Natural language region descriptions
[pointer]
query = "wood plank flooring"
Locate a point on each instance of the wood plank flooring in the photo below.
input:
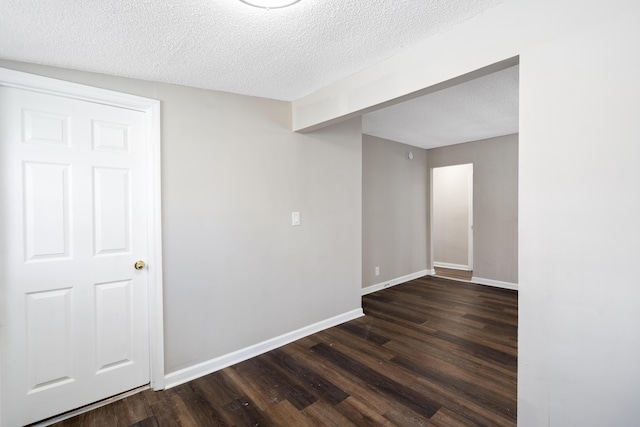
(430, 352)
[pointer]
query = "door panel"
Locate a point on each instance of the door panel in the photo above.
(74, 218)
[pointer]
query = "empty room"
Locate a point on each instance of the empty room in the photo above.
(202, 221)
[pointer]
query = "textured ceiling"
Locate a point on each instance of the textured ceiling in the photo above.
(224, 45)
(482, 108)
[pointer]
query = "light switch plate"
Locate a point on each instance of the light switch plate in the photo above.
(295, 218)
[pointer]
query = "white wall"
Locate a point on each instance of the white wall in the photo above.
(236, 272)
(451, 205)
(579, 204)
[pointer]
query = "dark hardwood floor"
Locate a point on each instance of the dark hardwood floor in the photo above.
(430, 352)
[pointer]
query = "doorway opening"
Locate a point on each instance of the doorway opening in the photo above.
(452, 221)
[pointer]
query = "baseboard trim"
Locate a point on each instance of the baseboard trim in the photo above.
(393, 282)
(495, 283)
(452, 266)
(204, 368)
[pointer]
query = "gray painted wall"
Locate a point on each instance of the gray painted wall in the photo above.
(236, 272)
(394, 207)
(495, 202)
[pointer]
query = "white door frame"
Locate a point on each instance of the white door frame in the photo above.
(470, 216)
(151, 110)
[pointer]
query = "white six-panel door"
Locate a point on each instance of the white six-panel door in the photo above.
(72, 224)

▸ Problem details
In the transcription, every picture is to be excluded and the records above given again exactly.

▸ Answer to the problem
[pointer]
query = "wood plank flooring"
Locate a point on each instance of the wood plank flooring in the photo below.
input:
(430, 352)
[pointer]
query = "door panel"
Locate a point on each instance of the door panel in the photo above.
(74, 218)
[pointer]
query = "empty room"
Locate a point on each instance of the empty room in the photo above.
(202, 221)
[pointer]
query = "textured ceiling"
Locate a point on each instance of the textured ceiling in the photo above.
(224, 45)
(482, 108)
[pointer]
query = "light switch plate"
Locate a point on each instance of the light switch plate in the photo above.
(295, 218)
[pointer]
query = "white wall"
Locate a point on each instance of the white wall in the photo above.
(236, 272)
(451, 205)
(579, 204)
[pointer]
query = "dark hardwood floor"
Locate a point on each instance of the dark hardwood floor in the photo above.
(430, 352)
[pointer]
query = "doorway opening"
Locate a point on each instance of the doorway opening in the photo above.
(452, 221)
[pointer]
query = "baseboard trim"
Locate a point on each instance of the baseboard trim in the photo above.
(393, 282)
(495, 283)
(452, 266)
(204, 368)
[pointer]
query = "gray painted wall"
Locate a point on each instance of the gray painted wall in the photo above.
(236, 272)
(394, 207)
(495, 202)
[pointer]
query = "white door frame"
Locate a point on each instance of the white door frame in the photo above.
(470, 216)
(151, 110)
[pointer]
query = "white six-panel door"
Locate a point on each instance of the white six-panel door in the photo above.
(72, 224)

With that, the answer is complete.